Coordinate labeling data
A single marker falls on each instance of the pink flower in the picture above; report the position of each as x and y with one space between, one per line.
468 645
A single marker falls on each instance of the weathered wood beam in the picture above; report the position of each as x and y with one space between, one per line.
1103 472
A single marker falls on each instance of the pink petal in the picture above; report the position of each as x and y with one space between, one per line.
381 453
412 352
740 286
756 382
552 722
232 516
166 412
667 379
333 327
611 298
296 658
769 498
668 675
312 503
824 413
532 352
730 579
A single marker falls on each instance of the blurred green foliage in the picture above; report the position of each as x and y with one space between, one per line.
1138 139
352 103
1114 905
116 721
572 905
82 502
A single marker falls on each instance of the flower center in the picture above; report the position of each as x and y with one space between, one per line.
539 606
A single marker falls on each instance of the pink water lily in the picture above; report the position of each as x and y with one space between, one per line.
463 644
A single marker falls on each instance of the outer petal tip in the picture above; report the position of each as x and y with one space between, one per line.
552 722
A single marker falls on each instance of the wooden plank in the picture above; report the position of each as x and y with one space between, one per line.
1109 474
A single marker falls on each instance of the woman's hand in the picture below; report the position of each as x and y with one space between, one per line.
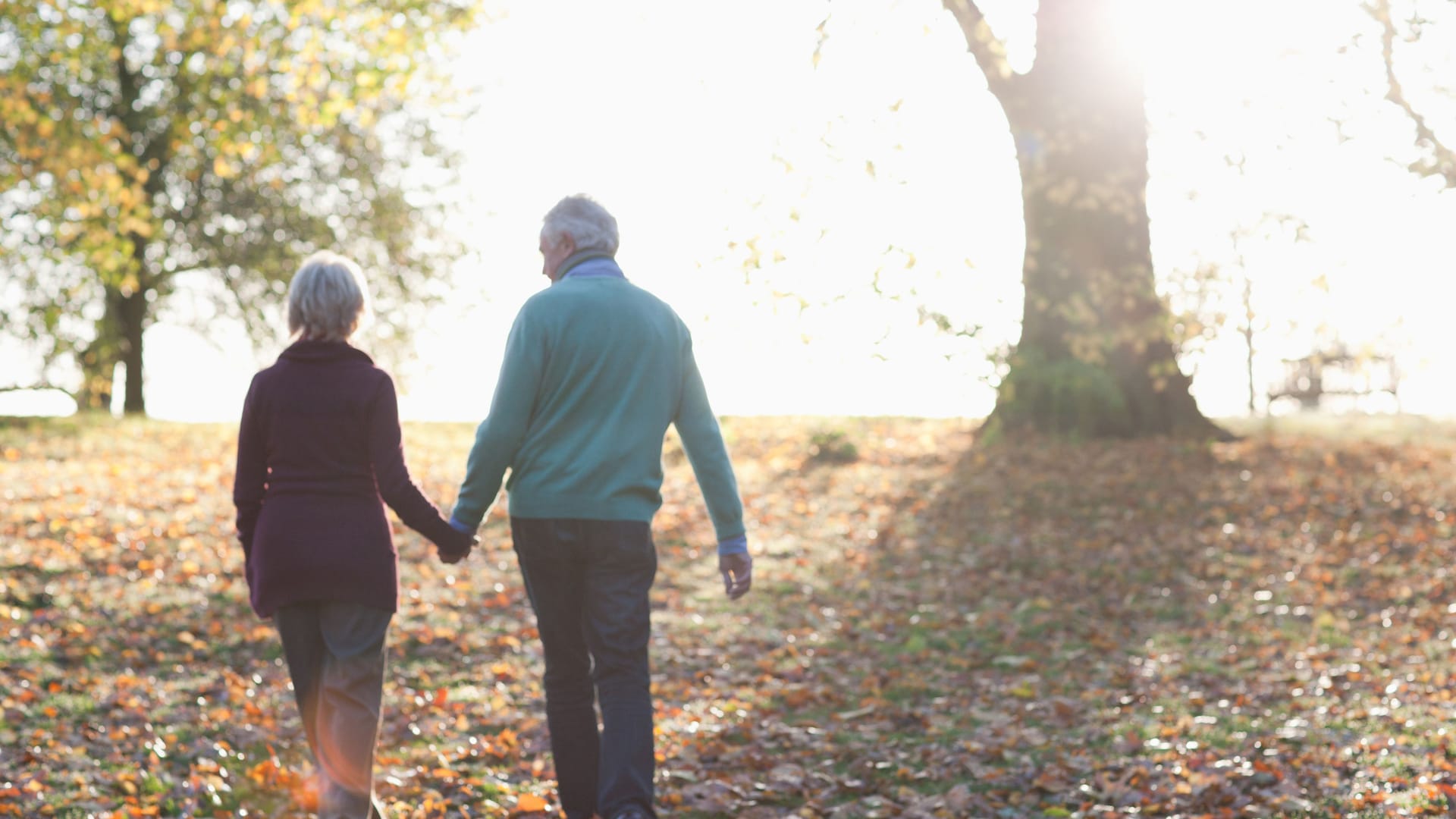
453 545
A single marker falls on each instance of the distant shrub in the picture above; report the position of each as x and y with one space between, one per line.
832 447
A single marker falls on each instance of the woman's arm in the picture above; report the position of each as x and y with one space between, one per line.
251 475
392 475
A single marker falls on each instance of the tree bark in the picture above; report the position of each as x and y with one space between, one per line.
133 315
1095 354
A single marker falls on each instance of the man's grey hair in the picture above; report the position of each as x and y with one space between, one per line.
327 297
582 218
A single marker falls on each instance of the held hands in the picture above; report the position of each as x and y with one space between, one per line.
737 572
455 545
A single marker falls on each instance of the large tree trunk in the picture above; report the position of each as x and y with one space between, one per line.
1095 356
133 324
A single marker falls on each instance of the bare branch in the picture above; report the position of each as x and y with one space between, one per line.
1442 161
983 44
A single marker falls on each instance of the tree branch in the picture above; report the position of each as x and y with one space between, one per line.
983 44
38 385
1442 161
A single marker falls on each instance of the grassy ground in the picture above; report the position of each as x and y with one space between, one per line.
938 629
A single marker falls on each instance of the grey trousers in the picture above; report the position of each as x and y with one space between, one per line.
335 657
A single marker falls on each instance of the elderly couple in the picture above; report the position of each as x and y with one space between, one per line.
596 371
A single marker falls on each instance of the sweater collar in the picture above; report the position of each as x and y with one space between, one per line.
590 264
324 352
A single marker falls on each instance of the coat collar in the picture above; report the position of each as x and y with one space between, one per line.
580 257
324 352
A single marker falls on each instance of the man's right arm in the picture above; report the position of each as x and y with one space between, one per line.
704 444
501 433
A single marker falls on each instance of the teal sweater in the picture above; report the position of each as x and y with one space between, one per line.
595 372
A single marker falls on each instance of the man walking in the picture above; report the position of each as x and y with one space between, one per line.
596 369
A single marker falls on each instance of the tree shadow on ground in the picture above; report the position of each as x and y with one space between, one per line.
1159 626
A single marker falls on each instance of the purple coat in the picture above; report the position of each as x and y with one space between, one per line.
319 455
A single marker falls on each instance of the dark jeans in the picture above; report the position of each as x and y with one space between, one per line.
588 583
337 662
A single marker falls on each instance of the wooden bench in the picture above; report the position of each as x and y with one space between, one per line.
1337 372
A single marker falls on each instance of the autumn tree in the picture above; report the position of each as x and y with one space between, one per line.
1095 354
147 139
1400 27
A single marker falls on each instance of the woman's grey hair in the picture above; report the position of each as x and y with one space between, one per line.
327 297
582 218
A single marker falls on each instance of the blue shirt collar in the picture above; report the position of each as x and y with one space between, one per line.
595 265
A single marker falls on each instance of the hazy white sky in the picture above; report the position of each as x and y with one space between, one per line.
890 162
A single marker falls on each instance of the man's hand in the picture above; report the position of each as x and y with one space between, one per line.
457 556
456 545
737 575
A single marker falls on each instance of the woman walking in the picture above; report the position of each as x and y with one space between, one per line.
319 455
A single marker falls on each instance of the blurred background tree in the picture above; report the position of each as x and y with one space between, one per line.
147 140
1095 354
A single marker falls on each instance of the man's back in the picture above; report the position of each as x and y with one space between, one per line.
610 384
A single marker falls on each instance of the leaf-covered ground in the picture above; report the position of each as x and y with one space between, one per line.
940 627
--
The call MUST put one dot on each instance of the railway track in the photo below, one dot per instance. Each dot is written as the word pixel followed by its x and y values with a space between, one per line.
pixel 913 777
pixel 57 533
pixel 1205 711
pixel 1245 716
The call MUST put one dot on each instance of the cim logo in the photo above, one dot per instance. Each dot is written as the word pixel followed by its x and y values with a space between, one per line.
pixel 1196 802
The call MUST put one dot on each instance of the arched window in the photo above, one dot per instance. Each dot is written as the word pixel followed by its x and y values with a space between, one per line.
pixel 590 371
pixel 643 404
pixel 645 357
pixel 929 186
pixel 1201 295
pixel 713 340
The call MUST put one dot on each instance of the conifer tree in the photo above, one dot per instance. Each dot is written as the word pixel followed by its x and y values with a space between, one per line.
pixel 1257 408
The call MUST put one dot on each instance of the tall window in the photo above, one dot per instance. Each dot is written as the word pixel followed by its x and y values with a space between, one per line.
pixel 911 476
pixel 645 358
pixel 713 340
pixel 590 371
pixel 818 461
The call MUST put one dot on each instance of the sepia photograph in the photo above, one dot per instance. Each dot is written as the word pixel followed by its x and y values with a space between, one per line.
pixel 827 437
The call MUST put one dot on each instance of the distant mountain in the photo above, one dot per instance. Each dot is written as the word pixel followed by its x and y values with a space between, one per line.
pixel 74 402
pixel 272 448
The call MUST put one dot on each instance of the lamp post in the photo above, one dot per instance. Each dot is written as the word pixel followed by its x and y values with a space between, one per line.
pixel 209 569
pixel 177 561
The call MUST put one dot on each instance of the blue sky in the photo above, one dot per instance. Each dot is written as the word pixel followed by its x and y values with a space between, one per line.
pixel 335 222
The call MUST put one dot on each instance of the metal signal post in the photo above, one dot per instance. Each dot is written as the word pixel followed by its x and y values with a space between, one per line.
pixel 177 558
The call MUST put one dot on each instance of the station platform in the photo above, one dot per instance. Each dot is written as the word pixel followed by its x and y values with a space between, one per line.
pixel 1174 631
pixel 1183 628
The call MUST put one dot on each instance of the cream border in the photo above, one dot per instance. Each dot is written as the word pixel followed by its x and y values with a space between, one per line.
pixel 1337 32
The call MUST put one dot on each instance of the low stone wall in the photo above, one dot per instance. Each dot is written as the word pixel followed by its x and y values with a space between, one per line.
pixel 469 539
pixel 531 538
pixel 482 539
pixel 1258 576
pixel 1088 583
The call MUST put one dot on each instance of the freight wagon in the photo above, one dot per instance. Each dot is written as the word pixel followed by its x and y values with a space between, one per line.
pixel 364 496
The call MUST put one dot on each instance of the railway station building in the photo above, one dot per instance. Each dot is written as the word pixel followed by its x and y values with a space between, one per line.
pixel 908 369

_Description of the task_:
Count the lines of the material above that contain the word "distant", treating case as significant. Give only the number.

_Written response_:
2